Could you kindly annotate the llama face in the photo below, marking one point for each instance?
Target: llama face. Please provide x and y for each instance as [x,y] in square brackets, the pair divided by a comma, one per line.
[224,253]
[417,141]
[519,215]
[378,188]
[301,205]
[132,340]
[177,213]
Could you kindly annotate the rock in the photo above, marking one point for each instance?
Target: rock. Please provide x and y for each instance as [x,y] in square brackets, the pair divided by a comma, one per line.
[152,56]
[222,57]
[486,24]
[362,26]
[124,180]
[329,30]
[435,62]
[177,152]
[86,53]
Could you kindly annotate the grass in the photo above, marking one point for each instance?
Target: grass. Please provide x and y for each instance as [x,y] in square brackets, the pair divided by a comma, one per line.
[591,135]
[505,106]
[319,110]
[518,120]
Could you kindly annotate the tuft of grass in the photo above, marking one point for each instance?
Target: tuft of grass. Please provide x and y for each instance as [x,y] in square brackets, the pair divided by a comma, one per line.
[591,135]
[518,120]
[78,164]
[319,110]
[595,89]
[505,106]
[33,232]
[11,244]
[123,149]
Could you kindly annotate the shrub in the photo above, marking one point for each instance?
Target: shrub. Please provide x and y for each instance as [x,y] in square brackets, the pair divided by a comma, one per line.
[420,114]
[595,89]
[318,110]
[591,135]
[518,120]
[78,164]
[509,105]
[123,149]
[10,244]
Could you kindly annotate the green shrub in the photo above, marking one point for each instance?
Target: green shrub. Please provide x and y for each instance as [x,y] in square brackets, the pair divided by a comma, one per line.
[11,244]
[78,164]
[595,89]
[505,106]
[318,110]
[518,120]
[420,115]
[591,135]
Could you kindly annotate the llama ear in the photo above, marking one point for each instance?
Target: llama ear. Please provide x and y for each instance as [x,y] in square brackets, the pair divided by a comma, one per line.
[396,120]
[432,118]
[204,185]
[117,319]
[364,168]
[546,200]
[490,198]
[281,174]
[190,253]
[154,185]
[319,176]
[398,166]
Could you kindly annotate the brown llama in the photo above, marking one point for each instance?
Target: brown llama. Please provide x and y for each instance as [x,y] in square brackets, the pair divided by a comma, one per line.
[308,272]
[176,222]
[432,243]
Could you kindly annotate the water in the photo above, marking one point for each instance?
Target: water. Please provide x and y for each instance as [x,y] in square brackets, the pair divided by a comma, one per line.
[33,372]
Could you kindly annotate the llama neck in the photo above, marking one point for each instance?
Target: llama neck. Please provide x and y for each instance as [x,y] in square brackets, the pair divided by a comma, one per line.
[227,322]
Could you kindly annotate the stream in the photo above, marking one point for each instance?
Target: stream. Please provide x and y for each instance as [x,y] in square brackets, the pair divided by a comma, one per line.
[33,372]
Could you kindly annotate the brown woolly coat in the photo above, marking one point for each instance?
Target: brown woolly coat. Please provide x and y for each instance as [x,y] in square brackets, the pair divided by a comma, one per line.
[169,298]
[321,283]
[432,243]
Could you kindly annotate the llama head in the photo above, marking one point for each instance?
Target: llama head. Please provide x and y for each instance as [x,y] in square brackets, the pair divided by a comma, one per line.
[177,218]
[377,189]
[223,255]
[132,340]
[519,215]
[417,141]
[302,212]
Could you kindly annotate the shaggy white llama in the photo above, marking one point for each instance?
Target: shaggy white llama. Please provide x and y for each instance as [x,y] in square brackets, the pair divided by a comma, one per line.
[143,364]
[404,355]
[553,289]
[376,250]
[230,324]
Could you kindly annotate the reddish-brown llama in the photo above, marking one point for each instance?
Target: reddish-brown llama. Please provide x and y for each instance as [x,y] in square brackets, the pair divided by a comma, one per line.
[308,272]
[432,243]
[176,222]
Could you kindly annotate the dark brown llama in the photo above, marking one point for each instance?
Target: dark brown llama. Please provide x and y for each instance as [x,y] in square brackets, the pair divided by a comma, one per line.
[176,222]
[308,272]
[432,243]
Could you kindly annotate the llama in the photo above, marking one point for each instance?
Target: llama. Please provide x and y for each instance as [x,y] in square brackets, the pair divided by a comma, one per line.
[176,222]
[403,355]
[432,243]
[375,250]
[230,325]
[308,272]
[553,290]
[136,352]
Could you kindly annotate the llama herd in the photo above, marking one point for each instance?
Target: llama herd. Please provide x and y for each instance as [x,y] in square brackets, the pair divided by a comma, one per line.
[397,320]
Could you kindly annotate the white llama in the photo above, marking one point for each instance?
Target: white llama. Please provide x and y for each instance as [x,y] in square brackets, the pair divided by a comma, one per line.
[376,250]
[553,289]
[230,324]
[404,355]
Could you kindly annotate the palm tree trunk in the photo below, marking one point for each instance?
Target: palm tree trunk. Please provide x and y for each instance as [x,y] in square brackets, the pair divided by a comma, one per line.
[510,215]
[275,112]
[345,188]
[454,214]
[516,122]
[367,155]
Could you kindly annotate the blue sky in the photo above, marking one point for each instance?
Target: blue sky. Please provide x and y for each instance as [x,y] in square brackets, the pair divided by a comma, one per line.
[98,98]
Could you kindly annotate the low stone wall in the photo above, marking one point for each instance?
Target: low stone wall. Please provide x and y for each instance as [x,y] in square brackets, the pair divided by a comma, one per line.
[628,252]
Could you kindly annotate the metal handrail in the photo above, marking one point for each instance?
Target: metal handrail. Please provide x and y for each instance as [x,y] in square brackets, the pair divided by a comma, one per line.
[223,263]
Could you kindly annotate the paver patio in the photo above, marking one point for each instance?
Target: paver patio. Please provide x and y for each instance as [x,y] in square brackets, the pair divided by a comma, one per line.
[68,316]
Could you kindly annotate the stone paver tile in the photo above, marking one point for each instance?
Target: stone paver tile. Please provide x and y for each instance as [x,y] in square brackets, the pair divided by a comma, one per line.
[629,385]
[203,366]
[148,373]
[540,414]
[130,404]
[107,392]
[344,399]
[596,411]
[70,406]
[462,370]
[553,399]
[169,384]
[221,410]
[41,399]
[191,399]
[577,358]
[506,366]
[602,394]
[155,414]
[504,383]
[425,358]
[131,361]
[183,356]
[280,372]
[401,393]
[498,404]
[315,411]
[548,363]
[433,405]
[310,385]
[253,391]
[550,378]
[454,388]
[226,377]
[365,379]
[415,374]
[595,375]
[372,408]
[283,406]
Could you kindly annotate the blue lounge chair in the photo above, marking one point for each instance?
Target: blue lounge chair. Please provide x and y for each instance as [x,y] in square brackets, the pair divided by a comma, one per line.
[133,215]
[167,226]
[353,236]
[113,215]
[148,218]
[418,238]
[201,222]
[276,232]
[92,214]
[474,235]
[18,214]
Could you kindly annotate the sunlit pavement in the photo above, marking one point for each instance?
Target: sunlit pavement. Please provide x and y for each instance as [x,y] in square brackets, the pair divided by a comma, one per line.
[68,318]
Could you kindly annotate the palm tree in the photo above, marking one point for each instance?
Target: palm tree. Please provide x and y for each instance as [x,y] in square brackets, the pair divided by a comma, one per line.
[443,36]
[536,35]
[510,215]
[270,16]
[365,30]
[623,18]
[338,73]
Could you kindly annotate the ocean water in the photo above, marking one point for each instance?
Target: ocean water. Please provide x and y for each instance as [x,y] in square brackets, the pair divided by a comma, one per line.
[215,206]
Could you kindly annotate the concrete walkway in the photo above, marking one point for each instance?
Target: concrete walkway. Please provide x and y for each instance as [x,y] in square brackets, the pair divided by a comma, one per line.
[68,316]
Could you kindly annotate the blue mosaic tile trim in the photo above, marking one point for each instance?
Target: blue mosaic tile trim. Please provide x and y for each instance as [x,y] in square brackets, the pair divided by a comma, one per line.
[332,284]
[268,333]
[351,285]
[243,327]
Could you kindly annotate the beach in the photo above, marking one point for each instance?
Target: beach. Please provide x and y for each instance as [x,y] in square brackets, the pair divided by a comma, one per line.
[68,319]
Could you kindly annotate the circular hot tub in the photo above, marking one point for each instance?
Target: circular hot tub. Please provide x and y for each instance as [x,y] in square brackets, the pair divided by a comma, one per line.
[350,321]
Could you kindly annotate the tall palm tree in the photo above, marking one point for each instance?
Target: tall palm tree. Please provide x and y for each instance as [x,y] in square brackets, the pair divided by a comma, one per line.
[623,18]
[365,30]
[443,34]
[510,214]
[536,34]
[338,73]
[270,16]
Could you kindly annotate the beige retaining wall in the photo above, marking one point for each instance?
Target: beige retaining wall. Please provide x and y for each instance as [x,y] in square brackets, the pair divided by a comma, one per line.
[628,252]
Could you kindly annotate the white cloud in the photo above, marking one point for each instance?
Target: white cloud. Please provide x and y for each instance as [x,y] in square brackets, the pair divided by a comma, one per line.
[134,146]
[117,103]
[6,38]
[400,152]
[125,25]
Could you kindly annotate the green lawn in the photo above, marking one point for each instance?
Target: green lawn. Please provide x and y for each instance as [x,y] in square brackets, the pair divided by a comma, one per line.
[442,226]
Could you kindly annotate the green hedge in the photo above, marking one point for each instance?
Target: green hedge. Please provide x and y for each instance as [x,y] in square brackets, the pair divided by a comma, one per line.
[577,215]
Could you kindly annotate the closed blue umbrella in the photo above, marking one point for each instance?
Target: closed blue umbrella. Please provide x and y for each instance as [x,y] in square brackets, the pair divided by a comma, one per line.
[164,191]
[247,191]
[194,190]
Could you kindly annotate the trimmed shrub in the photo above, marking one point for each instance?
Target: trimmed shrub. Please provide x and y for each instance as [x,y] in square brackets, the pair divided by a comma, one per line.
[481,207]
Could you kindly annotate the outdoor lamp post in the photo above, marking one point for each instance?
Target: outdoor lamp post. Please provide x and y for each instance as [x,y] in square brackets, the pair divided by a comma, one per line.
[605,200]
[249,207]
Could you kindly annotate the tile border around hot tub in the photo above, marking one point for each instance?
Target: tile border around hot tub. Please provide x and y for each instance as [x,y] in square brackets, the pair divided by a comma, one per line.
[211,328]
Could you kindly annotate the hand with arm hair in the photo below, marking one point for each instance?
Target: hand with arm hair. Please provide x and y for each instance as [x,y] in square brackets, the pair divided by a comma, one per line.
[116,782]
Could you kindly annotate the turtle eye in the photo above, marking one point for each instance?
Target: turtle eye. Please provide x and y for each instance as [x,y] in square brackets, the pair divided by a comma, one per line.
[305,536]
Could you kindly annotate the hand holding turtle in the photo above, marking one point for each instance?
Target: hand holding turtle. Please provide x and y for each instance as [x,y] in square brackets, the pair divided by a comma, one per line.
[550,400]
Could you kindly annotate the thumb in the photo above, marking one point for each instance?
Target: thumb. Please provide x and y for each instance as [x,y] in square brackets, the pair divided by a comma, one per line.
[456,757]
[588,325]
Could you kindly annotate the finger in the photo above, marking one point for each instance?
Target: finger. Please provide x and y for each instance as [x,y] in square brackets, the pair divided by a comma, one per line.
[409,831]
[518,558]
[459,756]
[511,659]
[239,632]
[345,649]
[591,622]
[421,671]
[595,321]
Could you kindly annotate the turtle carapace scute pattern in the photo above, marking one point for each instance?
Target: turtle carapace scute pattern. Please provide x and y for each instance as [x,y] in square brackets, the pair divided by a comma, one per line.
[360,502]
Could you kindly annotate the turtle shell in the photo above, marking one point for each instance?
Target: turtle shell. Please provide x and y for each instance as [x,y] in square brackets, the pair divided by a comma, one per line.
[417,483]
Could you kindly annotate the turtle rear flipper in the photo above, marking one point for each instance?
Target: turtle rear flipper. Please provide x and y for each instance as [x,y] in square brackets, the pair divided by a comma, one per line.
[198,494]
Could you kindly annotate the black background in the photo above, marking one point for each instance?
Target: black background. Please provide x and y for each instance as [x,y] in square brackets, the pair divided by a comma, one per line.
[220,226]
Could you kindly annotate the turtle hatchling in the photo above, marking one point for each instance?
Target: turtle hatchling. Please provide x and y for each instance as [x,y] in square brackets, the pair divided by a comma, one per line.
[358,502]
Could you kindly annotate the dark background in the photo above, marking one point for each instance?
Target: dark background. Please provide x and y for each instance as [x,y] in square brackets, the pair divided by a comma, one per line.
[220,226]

--- Description of the task ---
Starting with the line that contains "Could you kindly annotate the finger", return each line through the last one of the data above, exactly as written and nothing more.

--- Exercise output ---
Could you kindly annotate the finger in the photo above, marking one point for each instance?
Target: finger. Please provide x and y for each instance as [x,y] in square brackets, the pair divided by a comma, one per line.
[409,831]
[518,558]
[459,756]
[511,659]
[239,632]
[345,649]
[591,622]
[421,671]
[595,321]
Could you kindly annotate the turtle carapace scute pattern in the photo above, marking one point for each instance?
Target: turtle carapace scute pattern. Please provide x and y for each instance as [x,y] in square brackets, the pair divided by a comma, one per line.
[360,502]
Could you kindly annotate the turtle shell in the photo above, marking one point for each instance?
Target: turtle shell. Please provide x and y for each instance as [x,y] in square brackets, the pair divided by a comma, one per line.
[417,483]
Could you kindly annotate the turtle rear flipper in the photo above, marking one point for each instance?
Target: turtle rear flipper. Please provide x and y for each instance as [x,y] in square brackets, the pair divided by a comma, one per line.
[198,494]
Could you kindly annotate the black background in the photo above, marking one point for each instance?
Target: black background. Please provide x and y for each instance as [x,y] in square brackets, the pair divided by a comma, one per line.
[220,226]
Could you kindly annotate the turtle hatchling in the photo above, marking one point for each instance?
Target: turtle hatchling. Please provide x and y for each instance as [x,y] in square brackets, the pair divided by a comma, one per line.
[358,502]
Could you kindly annotate the dark background in the photo above, marking one point for each instance?
Target: dark background. Please provide x and y for each instance as [x,y] in square brackets, the pair divided by a comma, one per line.
[220,226]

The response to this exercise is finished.